Which of the lines below contain the string "puppy"? Copy each one.
++++ DATA
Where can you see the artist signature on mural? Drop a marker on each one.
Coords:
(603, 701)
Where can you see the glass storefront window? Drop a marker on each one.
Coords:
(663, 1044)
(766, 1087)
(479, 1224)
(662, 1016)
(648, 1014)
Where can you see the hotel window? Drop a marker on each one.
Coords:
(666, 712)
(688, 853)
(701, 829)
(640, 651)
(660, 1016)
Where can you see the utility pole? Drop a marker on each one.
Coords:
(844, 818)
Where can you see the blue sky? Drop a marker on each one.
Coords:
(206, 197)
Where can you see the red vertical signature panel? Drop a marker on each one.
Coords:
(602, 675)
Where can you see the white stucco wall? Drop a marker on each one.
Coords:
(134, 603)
++++++++
++++ DATA
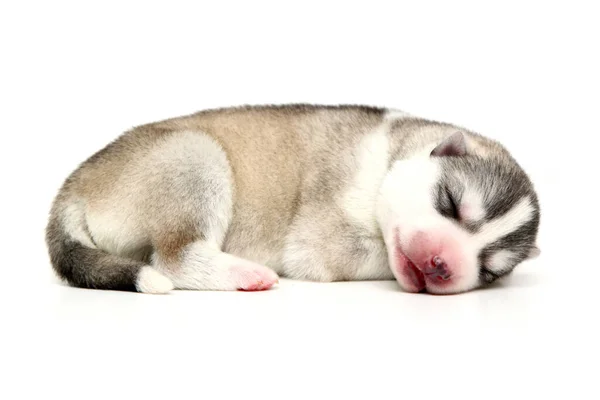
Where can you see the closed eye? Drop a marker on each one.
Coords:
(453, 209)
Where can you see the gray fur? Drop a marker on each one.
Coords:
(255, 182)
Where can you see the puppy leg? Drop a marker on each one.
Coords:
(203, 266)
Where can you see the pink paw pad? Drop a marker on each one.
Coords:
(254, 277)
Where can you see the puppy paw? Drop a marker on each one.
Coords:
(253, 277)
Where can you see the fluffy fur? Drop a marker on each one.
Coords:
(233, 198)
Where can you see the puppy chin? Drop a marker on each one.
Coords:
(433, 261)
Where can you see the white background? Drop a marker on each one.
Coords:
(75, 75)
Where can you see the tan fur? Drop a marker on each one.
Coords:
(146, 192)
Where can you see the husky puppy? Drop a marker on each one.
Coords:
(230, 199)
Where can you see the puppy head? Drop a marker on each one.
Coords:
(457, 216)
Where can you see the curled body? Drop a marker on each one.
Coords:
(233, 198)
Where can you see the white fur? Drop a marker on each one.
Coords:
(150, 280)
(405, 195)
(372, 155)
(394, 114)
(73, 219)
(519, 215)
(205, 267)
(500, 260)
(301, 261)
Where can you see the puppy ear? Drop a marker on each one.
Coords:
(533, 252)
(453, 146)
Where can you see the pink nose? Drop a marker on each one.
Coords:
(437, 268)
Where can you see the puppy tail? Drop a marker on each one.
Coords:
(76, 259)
++++++++
EXERCISE SOLUTION:
Where can you see the puppy leg? Drop a marker on each one.
Where can you see the puppy paw? Drop a marker on each one.
Where can you see the puppy chin? Drop a marker on each one.
Where can you see the husky puppy? Drop a marker on each one.
Where can you see the puppy head? Drop a marker on each one.
Where can you see the puppy ear? Drop a marker on each one.
Where can you see the puppy tail? Drop a marker on each one.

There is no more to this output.